(Page excerpt):
A Rostraver fire official said police fired tear gas into the house sometime overnight but there were no signs of movement inside.
John Watroba III, a Webster resident, said he tried to get to his home on Logan Street about 12:30 a.m., but police had the whole area sealed off.
Throughout the night, he was in contact via cell phone with his father, John Watroba Jr., who also lives in the neighborhood.
His father told him he could see a police sniper and also alerted him when police stormed the house.
The Belle Vernon Area School District closed for the day because of the standoff.
Mr. Watroba III said the suspected gunman had moved into the neighborhood just two years ago and wasn’t too friendly. He said he often saw Mr. Myers shoveling coal outside the house.
"He was not very talkative," Mr. Watroba said about Mr. Myers. "He was very backwards, impersonable."

(Given data):
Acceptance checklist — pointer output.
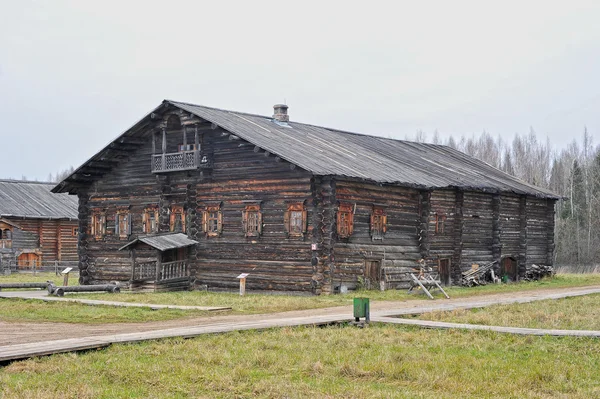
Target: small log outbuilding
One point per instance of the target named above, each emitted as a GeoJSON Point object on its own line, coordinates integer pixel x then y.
{"type": "Point", "coordinates": [299, 207]}
{"type": "Point", "coordinates": [35, 225]}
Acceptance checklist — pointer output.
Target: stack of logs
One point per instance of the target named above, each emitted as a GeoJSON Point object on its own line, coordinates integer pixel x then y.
{"type": "Point", "coordinates": [480, 276]}
{"type": "Point", "coordinates": [537, 272]}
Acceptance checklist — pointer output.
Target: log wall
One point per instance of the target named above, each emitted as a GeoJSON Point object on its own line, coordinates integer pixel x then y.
{"type": "Point", "coordinates": [399, 249]}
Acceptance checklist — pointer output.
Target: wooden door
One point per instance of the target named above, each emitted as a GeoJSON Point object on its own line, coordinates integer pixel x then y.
{"type": "Point", "coordinates": [444, 271]}
{"type": "Point", "coordinates": [508, 267]}
{"type": "Point", "coordinates": [373, 272]}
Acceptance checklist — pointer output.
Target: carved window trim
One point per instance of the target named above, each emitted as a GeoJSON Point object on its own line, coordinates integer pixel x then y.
{"type": "Point", "coordinates": [345, 220]}
{"type": "Point", "coordinates": [440, 223]}
{"type": "Point", "coordinates": [177, 212]}
{"type": "Point", "coordinates": [378, 222]}
{"type": "Point", "coordinates": [147, 220]}
{"type": "Point", "coordinates": [98, 225]}
{"type": "Point", "coordinates": [295, 220]}
{"type": "Point", "coordinates": [252, 220]}
{"type": "Point", "coordinates": [123, 223]}
{"type": "Point", "coordinates": [212, 220]}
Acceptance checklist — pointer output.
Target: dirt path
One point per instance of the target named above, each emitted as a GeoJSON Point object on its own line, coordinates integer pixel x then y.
{"type": "Point", "coordinates": [19, 333]}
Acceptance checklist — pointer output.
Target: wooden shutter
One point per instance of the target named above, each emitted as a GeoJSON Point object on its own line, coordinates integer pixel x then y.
{"type": "Point", "coordinates": [286, 222]}
{"type": "Point", "coordinates": [219, 221]}
{"type": "Point", "coordinates": [259, 221]}
{"type": "Point", "coordinates": [304, 221]}
{"type": "Point", "coordinates": [205, 221]}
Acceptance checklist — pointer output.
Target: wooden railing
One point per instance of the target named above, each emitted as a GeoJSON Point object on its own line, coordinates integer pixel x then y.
{"type": "Point", "coordinates": [144, 271]}
{"type": "Point", "coordinates": [171, 270]}
{"type": "Point", "coordinates": [183, 160]}
{"type": "Point", "coordinates": [166, 271]}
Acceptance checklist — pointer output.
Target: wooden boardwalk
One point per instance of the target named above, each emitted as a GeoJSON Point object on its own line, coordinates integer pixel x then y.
{"type": "Point", "coordinates": [42, 295]}
{"type": "Point", "coordinates": [23, 351]}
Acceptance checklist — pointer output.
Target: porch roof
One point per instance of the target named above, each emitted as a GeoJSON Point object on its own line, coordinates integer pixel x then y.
{"type": "Point", "coordinates": [163, 242]}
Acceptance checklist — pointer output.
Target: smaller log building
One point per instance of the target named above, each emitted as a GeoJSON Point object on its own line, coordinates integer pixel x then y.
{"type": "Point", "coordinates": [206, 193]}
{"type": "Point", "coordinates": [35, 225]}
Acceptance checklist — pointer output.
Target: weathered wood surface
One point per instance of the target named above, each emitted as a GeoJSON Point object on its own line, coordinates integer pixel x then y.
{"type": "Point", "coordinates": [39, 295]}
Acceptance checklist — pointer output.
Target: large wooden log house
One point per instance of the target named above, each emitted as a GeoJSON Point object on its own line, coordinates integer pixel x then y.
{"type": "Point", "coordinates": [210, 193]}
{"type": "Point", "coordinates": [35, 225]}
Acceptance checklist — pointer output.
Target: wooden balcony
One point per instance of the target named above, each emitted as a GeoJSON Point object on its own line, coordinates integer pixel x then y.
{"type": "Point", "coordinates": [178, 161]}
{"type": "Point", "coordinates": [154, 271]}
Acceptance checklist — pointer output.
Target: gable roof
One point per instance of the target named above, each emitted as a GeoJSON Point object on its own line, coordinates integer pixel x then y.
{"type": "Point", "coordinates": [27, 199]}
{"type": "Point", "coordinates": [325, 151]}
{"type": "Point", "coordinates": [163, 242]}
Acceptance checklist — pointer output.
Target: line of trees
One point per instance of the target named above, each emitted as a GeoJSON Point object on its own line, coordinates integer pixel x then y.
{"type": "Point", "coordinates": [573, 172]}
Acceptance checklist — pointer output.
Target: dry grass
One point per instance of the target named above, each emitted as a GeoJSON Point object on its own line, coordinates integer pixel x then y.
{"type": "Point", "coordinates": [377, 362]}
{"type": "Point", "coordinates": [575, 313]}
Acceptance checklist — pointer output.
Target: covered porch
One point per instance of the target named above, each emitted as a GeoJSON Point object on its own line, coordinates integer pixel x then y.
{"type": "Point", "coordinates": [160, 263]}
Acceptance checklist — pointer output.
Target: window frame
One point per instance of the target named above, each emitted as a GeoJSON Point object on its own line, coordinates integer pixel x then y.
{"type": "Point", "coordinates": [378, 222]}
{"type": "Point", "coordinates": [440, 223]}
{"type": "Point", "coordinates": [252, 209]}
{"type": "Point", "coordinates": [146, 221]}
{"type": "Point", "coordinates": [291, 215]}
{"type": "Point", "coordinates": [206, 220]}
{"type": "Point", "coordinates": [98, 225]}
{"type": "Point", "coordinates": [174, 211]}
{"type": "Point", "coordinates": [123, 231]}
{"type": "Point", "coordinates": [345, 220]}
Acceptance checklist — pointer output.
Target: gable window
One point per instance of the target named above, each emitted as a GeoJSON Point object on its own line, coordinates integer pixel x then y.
{"type": "Point", "coordinates": [123, 223]}
{"type": "Point", "coordinates": [345, 220]}
{"type": "Point", "coordinates": [177, 219]}
{"type": "Point", "coordinates": [252, 220]}
{"type": "Point", "coordinates": [150, 220]}
{"type": "Point", "coordinates": [378, 223]}
{"type": "Point", "coordinates": [186, 147]}
{"type": "Point", "coordinates": [98, 227]}
{"type": "Point", "coordinates": [5, 238]}
{"type": "Point", "coordinates": [440, 223]}
{"type": "Point", "coordinates": [212, 220]}
{"type": "Point", "coordinates": [295, 220]}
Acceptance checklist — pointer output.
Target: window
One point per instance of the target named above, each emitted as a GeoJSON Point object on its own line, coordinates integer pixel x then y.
{"type": "Point", "coordinates": [294, 220]}
{"type": "Point", "coordinates": [345, 220]}
{"type": "Point", "coordinates": [440, 222]}
{"type": "Point", "coordinates": [186, 147]}
{"type": "Point", "coordinates": [123, 223]}
{"type": "Point", "coordinates": [177, 219]}
{"type": "Point", "coordinates": [378, 223]}
{"type": "Point", "coordinates": [212, 220]}
{"type": "Point", "coordinates": [98, 228]}
{"type": "Point", "coordinates": [252, 220]}
{"type": "Point", "coordinates": [150, 220]}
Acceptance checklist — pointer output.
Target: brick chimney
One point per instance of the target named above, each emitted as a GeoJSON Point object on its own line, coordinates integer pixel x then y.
{"type": "Point", "coordinates": [280, 113]}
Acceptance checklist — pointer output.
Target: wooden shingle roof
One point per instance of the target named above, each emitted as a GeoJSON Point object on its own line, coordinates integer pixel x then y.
{"type": "Point", "coordinates": [27, 199]}
{"type": "Point", "coordinates": [324, 151]}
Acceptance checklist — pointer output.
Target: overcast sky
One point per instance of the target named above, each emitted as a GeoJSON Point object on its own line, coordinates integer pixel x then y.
{"type": "Point", "coordinates": [76, 74]}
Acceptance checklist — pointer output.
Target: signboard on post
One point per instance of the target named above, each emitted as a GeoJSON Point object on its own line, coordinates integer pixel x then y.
{"type": "Point", "coordinates": [242, 278]}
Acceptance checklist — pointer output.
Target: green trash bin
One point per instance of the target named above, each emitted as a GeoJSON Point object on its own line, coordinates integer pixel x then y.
{"type": "Point", "coordinates": [361, 308]}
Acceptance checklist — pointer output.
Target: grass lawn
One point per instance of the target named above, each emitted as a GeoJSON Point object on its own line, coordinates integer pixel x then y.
{"type": "Point", "coordinates": [576, 313]}
{"type": "Point", "coordinates": [21, 310]}
{"type": "Point", "coordinates": [381, 361]}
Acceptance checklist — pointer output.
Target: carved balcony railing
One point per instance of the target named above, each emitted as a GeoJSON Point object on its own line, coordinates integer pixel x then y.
{"type": "Point", "coordinates": [152, 271]}
{"type": "Point", "coordinates": [183, 160]}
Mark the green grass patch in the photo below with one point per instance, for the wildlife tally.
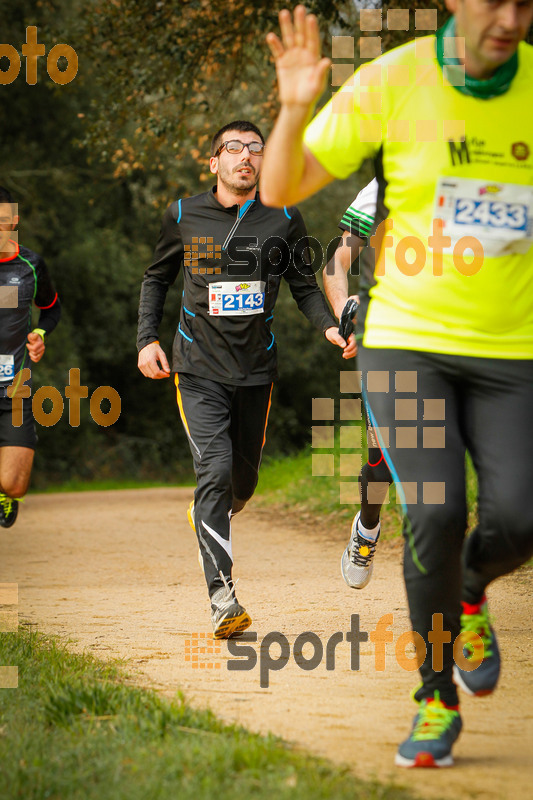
(288, 484)
(75, 729)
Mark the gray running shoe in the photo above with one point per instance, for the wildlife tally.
(229, 618)
(357, 560)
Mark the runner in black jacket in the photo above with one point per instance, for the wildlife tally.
(24, 280)
(234, 252)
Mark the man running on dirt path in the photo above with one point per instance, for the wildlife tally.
(24, 280)
(233, 251)
(447, 351)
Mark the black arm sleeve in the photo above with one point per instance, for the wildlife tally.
(161, 274)
(301, 278)
(46, 299)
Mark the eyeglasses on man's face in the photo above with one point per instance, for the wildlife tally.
(234, 146)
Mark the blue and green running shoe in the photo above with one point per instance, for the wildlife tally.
(485, 661)
(435, 729)
(9, 509)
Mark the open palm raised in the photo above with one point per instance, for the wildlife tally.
(300, 69)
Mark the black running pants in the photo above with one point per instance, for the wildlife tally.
(428, 409)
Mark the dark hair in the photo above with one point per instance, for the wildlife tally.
(5, 196)
(237, 125)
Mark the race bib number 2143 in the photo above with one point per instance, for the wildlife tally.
(236, 299)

(Task details):
Write the next part of the news excerpt about the police standoff in Webster, starting after its last sentence. None of the lines above are needed here.

(Task answer):
Mr. Myers worked as a part-time officer for the West Newton Police Department in the late 1970’s, said Pamela Humenik, secretary treasurer of the borough.
Ms. Humenik said she was unsure when Mr. Myers retired from the department, but his name came up in borough council meeting minutes from that time, she said.
An officer and a veterinarian
In 2000, Officer Dryer was a 34-year-old veterinarian and wildlife conservation officer when he spoke with the Pittsburgh Post-Gazette about training bloodhounds.
"I’ve always wanted to be a police officer," Officer Dryer said then.
He had been a volunteer fireman for 14 years and an emergency medical technician for six years.
"I already have a lot of the training I need, and, frankly, I got tired of the sirens and flashing lights and being in the limelight," he said in the 2000 story. "I thought I’d like to try doing something one-on-one with my dog," he said.
Officer Dryer used $2,000 of his own money to train at the Indiana University Municipal Police Academy.
"I want to be taken seriously, and I’ve discovered that in order to do that, you need credentials and the proper training," he said.
Officer Dryer found motivation in his own home.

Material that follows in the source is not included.